— Start INPUT ROWS —

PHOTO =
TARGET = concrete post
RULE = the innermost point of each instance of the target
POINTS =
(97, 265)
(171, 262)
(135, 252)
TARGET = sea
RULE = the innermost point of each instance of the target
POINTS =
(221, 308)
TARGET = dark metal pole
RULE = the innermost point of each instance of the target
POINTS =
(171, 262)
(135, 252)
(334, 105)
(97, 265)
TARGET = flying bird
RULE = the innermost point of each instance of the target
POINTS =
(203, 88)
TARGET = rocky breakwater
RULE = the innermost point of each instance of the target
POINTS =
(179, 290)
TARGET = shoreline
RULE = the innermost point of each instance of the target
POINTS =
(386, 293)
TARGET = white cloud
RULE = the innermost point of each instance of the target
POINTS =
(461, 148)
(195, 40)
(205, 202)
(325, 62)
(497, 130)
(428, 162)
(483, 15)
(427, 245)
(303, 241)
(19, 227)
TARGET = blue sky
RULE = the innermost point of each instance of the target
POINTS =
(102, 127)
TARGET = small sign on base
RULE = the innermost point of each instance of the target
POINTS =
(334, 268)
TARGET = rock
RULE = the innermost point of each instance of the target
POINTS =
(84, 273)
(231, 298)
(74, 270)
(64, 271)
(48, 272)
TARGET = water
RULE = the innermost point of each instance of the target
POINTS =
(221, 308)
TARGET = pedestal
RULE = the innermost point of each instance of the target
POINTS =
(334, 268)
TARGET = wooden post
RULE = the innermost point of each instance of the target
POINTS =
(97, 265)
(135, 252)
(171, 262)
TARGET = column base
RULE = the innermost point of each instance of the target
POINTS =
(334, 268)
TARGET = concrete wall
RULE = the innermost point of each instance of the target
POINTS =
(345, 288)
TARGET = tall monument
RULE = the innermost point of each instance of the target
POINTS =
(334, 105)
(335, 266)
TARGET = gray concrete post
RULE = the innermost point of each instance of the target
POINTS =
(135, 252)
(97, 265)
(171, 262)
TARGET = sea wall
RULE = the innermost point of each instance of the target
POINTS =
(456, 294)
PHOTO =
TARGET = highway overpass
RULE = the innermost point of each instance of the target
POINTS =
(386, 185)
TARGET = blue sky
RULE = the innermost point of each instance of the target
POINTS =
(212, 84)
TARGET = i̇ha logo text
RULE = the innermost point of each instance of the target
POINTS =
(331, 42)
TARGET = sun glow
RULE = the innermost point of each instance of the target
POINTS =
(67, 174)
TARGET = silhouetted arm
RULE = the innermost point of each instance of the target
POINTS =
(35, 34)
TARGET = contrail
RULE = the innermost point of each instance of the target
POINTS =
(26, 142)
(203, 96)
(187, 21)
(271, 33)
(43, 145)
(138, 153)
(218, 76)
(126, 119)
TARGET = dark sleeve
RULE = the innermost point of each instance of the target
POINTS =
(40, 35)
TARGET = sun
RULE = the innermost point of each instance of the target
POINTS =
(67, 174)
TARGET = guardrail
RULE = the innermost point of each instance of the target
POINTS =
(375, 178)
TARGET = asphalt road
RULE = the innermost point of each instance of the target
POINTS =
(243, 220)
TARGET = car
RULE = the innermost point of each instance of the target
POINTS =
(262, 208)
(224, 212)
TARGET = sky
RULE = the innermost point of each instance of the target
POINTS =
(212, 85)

— End INPUT ROWS —

■ **THE EXERCISE**: Copy out the lines of the listing above again, beginning with the line that contains "TARGET = contrail" and continuing through the end of the listing.

■ **IN RESPONSE**:
TARGET = contrail
RULE = the innermost point of each instance of the target
POINTS =
(26, 142)
(203, 96)
(187, 21)
(271, 33)
(43, 145)
(138, 153)
(218, 76)
(126, 119)
TARGET = dark sleeve
RULE = the innermost point of each instance of the target
POINTS =
(40, 35)
TARGET = sun
RULE = the innermost point of each instance of the target
POINTS =
(67, 174)
TARGET = guardrail
RULE = the innermost point of each instance of the target
POINTS =
(375, 178)
TARGET = asphalt road
RULE = the innermost point of each instance of the target
POINTS =
(243, 220)
TARGET = car
RULE = the innermost point of each instance of the target
POINTS =
(262, 208)
(224, 212)
TARGET = sky
RULE = the innermost point of each instance of the target
POINTS =
(212, 85)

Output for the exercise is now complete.